Data records:
+ + + +

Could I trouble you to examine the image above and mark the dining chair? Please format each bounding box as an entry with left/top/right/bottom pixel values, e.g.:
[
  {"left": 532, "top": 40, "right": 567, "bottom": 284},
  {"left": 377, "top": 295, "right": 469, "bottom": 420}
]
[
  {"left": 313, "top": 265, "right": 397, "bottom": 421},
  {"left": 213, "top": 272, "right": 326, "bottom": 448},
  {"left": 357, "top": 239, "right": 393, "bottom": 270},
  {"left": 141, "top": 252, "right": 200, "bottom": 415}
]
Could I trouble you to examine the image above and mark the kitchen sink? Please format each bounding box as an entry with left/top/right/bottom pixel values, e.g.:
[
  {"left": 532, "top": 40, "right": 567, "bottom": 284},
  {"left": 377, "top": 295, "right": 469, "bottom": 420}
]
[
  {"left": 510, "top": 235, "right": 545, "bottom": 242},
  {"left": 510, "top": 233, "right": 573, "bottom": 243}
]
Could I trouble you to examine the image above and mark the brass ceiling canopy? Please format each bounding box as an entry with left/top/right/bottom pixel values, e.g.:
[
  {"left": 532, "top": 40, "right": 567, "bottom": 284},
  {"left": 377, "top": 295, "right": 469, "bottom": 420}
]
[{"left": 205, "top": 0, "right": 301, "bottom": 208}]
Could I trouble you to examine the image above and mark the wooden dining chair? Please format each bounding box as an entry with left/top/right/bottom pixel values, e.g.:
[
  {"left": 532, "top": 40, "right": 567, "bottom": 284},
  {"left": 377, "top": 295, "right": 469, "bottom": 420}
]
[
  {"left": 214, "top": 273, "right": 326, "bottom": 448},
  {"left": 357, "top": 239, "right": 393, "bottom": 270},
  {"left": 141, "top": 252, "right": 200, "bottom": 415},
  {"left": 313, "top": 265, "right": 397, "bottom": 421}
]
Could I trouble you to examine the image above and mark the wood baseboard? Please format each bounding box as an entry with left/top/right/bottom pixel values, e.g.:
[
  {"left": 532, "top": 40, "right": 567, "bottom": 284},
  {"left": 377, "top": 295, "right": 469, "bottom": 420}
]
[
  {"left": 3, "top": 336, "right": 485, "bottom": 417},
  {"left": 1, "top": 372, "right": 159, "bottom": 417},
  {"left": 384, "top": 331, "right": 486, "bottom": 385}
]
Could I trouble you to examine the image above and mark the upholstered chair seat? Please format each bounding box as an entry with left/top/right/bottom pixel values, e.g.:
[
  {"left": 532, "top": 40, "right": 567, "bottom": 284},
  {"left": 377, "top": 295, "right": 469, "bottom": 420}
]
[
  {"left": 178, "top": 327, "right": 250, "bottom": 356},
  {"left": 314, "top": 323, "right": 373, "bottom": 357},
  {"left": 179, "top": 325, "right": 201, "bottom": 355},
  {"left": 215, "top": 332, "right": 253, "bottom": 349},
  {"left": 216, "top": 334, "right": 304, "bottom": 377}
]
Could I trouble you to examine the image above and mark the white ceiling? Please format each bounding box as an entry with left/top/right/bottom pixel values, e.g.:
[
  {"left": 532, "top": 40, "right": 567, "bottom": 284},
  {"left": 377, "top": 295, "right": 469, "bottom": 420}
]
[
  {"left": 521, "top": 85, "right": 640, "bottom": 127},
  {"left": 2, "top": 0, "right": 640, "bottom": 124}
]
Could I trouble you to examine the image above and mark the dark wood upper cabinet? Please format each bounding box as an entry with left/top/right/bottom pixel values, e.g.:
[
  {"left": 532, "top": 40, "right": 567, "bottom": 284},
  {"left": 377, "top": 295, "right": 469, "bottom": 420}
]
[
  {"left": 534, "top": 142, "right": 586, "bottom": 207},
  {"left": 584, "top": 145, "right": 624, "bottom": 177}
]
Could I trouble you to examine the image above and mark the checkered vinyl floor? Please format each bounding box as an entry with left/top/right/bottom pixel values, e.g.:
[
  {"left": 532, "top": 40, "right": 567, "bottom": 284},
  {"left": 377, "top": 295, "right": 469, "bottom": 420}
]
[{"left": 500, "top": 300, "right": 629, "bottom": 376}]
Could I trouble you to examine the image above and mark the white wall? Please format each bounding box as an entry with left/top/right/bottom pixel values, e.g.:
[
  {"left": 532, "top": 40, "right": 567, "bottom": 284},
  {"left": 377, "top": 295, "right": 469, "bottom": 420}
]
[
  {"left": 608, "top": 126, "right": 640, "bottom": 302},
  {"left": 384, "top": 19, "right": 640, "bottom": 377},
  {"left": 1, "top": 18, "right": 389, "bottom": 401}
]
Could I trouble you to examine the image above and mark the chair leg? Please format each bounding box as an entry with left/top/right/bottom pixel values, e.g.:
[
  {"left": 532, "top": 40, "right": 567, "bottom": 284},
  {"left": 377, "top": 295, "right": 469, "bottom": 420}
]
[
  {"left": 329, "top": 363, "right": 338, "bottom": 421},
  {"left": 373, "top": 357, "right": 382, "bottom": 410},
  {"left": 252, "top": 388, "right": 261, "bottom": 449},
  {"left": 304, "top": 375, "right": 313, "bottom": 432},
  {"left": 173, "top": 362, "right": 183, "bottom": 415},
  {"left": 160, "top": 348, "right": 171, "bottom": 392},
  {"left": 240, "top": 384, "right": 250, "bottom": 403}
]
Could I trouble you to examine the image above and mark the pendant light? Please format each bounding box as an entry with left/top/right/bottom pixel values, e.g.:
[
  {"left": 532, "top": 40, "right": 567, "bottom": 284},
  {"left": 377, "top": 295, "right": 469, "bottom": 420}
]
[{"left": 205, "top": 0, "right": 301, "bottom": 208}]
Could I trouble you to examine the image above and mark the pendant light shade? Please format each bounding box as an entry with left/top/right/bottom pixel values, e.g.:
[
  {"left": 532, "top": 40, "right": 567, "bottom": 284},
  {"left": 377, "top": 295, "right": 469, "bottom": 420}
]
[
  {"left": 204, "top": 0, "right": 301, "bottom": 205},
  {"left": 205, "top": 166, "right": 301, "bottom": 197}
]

+ + + +

What you are asked to do:
Find each line of the data above that holds the word "chair", then copy it.

Answer box:
Could I trouble you to examine the image above and mark the dining chair? Please format each bounding box as an entry with left/top/right/bottom pixel values, e.g.:
Could I trouble you to examine the image above and mark the wooden dining chair? Please format each bounding box as an entry with left/top/right/bottom pixel values, e.g.:
Could I trouble you to examine the image above and mark the upholstered chair seat? Please format each bounding box as an entry with left/top/right/bottom pixel values, e.g.:
Could I trouble you to examine the image above and mark the chair leg? Please format each bounding box as an entry with left/top/right/bottom pixel values, e.g.:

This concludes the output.